#### Work instructions:
Extract the records in full, leaving every picture out.

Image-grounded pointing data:
◇ ◇ ◇ ◇

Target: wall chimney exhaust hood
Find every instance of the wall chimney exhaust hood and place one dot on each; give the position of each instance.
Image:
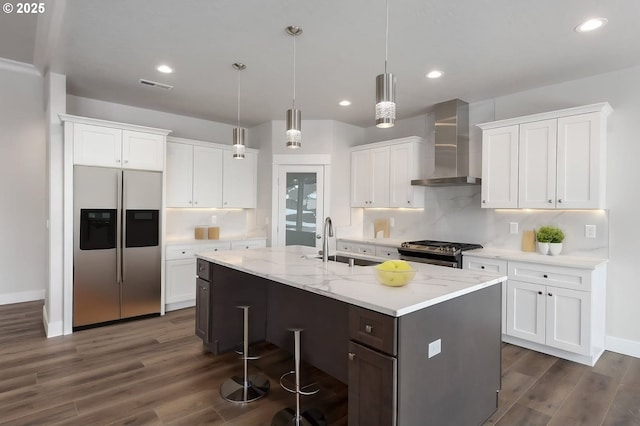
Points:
(451, 145)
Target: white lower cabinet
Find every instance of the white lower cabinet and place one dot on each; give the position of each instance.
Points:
(180, 271)
(558, 310)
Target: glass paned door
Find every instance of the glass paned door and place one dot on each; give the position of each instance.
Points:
(300, 192)
(301, 209)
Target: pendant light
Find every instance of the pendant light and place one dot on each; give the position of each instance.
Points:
(238, 132)
(294, 116)
(386, 89)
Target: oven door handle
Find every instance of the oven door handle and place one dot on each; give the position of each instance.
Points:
(450, 264)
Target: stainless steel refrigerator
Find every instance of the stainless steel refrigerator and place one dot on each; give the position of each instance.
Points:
(116, 258)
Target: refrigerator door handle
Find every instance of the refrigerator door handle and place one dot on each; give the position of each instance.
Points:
(119, 231)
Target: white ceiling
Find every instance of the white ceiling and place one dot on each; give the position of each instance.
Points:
(486, 48)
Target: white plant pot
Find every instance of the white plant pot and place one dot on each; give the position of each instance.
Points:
(555, 248)
(543, 248)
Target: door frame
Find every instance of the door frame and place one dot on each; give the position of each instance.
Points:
(280, 162)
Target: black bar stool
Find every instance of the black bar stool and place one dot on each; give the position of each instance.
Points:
(249, 387)
(288, 416)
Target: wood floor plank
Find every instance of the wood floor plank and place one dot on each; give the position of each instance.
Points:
(155, 371)
(554, 387)
(589, 401)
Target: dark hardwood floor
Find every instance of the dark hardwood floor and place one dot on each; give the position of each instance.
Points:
(154, 371)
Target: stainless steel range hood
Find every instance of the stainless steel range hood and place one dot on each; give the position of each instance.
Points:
(451, 145)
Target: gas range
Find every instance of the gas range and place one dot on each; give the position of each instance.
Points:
(443, 253)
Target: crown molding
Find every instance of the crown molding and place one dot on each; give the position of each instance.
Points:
(22, 67)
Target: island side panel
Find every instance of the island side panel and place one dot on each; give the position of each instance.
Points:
(231, 288)
(459, 385)
(324, 343)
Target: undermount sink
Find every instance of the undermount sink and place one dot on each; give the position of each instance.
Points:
(345, 259)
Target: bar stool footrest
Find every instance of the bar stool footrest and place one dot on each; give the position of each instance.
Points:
(236, 390)
(306, 390)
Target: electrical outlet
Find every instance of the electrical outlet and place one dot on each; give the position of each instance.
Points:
(435, 348)
(513, 227)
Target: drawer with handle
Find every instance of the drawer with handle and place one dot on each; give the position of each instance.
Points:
(204, 270)
(559, 276)
(373, 329)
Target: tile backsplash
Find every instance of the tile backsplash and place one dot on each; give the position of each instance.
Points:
(232, 222)
(454, 214)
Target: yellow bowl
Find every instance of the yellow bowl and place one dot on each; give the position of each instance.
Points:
(396, 278)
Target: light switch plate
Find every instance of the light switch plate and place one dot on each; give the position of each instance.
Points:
(513, 227)
(435, 348)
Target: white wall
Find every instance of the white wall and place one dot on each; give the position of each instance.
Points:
(622, 90)
(180, 125)
(23, 252)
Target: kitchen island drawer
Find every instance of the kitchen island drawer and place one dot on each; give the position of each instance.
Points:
(204, 270)
(373, 329)
(498, 266)
(559, 276)
(176, 253)
(387, 252)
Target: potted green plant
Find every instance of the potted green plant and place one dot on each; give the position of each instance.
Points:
(550, 240)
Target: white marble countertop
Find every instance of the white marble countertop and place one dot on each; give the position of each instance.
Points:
(356, 285)
(521, 256)
(387, 242)
(175, 241)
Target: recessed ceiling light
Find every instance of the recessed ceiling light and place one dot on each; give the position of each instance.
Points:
(165, 69)
(591, 24)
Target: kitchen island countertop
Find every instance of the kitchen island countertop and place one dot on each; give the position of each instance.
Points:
(357, 285)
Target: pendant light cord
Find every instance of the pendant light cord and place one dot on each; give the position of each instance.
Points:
(294, 71)
(386, 39)
(238, 99)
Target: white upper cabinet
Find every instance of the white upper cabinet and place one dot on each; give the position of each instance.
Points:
(561, 157)
(537, 165)
(370, 177)
(240, 180)
(205, 175)
(118, 145)
(194, 176)
(97, 146)
(500, 167)
(406, 163)
(142, 151)
(381, 174)
(581, 162)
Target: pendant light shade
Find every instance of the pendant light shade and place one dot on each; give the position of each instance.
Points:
(294, 135)
(386, 88)
(238, 132)
(294, 116)
(385, 100)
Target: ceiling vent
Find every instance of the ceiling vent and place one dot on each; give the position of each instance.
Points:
(155, 84)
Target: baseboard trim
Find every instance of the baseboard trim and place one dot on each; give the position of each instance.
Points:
(179, 305)
(623, 346)
(23, 296)
(52, 329)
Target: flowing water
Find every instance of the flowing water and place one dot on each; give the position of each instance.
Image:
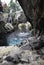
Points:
(17, 38)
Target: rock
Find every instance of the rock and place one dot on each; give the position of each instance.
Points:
(7, 63)
(9, 26)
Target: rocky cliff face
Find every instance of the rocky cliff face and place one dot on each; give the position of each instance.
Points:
(34, 11)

◇ ◇ ◇ ◇

#### Result of this task:
Target: wall chimney exhaust hood
Find every instance of the wall chimney exhaust hood and place one dot on each; give the position of each instance.
Image:
Points:
(451, 145)
Target: white lower cabinet
Find every instance of the white lower cabinet and place one dot on each; give the position of each instance.
Points:
(180, 271)
(558, 310)
Target: glass paned door
Find every instance of the glass paned door and place one dot on each; give the position of each instance.
Points:
(300, 192)
(301, 209)
Target: pendant light
Find every instance of the pendant light and place one dot on each; give the position of each instance.
Points:
(238, 132)
(294, 116)
(386, 89)
Target: oven door handle
Find every instance of the oven door handle and place one dot on each; give the position of each instance.
Points:
(450, 264)
Target: stainless steel refrigerator
Find every instance of the stainless steel refrigerator and place one dot on each; give the position of each instance.
Points:
(116, 258)
Target: refrigerator door handle
Find every instance of the refrigerator door handle and place one dot on each; give the position of each instance.
Points:
(119, 231)
Target: white ceiling
Find every instance of the white ceiling and place one dot on each; give the position of each instance.
Points:
(486, 48)
Target: white plant pot
Find every instance of the white plant pot and place one dot on each; give the position of each instance.
Points:
(555, 248)
(543, 248)
Target: door frame
Find every instance of the door frame and place one dot on each; give the position of each instance.
Points:
(280, 162)
Target: black bar stool
Find every instance of the black bar stool and place one dot on each; give the position of each instance.
Points:
(249, 387)
(288, 416)
Target: wood floor plank
Find every instance of the wood floor plank and place one dot on each; give the position of each instance.
Points:
(155, 371)
(554, 387)
(589, 401)
Target: dark hardwood floor
Find every instance of the dark hardwood floor and place one dot on each; give the position of each instance.
Points:
(154, 371)
Target: stainless steel range hood
Find every instance of the stainless steel range hood and place one dot on each; give the position of each instance.
Points:
(451, 145)
Target: gas range
Find every instance of the gas range and place one dot on each; give the position of each instance.
Points:
(443, 253)
Target: crown molding
Find every instance of the crown molding and place one dot on each; give the position of each instance.
Points:
(22, 67)
Target: island side panel
Find every instance of the island side panel and place one dot on each; give the position of each instance.
Points:
(231, 288)
(459, 385)
(324, 343)
Target: undermount sink
Find every instance of the undermount sink and place one dot on each; give the position of each instance.
Points:
(345, 259)
Target: bar stool footrest
Find every instance of the bar stool footrest and place one dot on each; give the position of each instance.
Points:
(236, 390)
(306, 390)
Target: electrical outlet
Find every instance of the electrical outlet and place one dot on each; give the position of each instance.
Points:
(435, 348)
(513, 227)
Target: drawer with handle
Find every instance of the drawer with handle and place one dot on each; give the position of each instance.
Points:
(204, 270)
(559, 276)
(373, 329)
Target: tile backsplash
Find every instance of the tile backsplash and place one dot on each; give the position of each instance.
Points:
(232, 222)
(454, 214)
Target: yellow bowl
Find every instance of the yellow bowl and place one dot on each; give the position of each instance.
Points:
(396, 278)
Target: light switch plate
Find every instance of the light switch plate and place one dot on each; give the position of each instance.
Points:
(513, 227)
(435, 348)
Target: white wall
Find every instance of the white wall and place one dot on each; give the position of each instance.
Points:
(622, 90)
(180, 125)
(23, 252)
Target: kitchen island drawer
Find every instance of the kitchen island drawer and place one dot on each; give the position of each instance.
Points:
(204, 270)
(373, 329)
(498, 266)
(559, 276)
(176, 253)
(387, 252)
Target: potted green plant
Find every instance of the potted green plant and place one dot on each; give the position of each instance.
Points:
(550, 240)
Target: white marble countertop
Find every instance of the white marble countertop and place one dot on each; give the position of each instance.
Points:
(356, 285)
(521, 256)
(387, 242)
(175, 241)
Target: recessed ceiling light
Find every instance of the recessed ceiling light and place one dot on each; give the position of each instance.
Points:
(165, 69)
(591, 24)
Target: kitchen island countertop
Find every instance of the kitchen island countertop and place one dot on each; give the position of each instance.
Points:
(357, 285)
Target: pendant light cord
Find every instance of the pendant light cord and place one dot on each; give the position of each instance.
Points:
(294, 71)
(386, 39)
(238, 99)
Target: white upper cabinet
Find every instance of the white upper cabinet and place one dot on each; give the position of each instance.
Points:
(561, 157)
(537, 165)
(370, 177)
(240, 180)
(205, 175)
(118, 145)
(194, 176)
(97, 146)
(500, 167)
(406, 163)
(142, 151)
(381, 174)
(581, 162)
Target: pendant light shade
Find every instance of the pendant light shade and place one dot on each; give the position of each instance.
Points:
(294, 135)
(386, 88)
(238, 132)
(294, 116)
(385, 100)
Target: ceiling vent
Find every instance of the ceiling vent and place one dot on each; give the position of each instance.
Points:
(155, 84)
Target: baseboard trim
Find every instance of the baseboard trim and place one dot on each; give the position of each instance.
Points:
(179, 305)
(623, 346)
(23, 296)
(52, 329)
Target: flowing water
Find every instance of the flowing water and place one dot on each; give the position of each instance.
Image:
Points:
(17, 38)
Target: rock
Find every instance of the rock and place one dot on each; give the position of each instance.
Points:
(7, 63)
(9, 26)
Target: rocky cliff face
Find every instance of the rocky cliff face and place one dot on each; give the position of each instance.
Points:
(34, 11)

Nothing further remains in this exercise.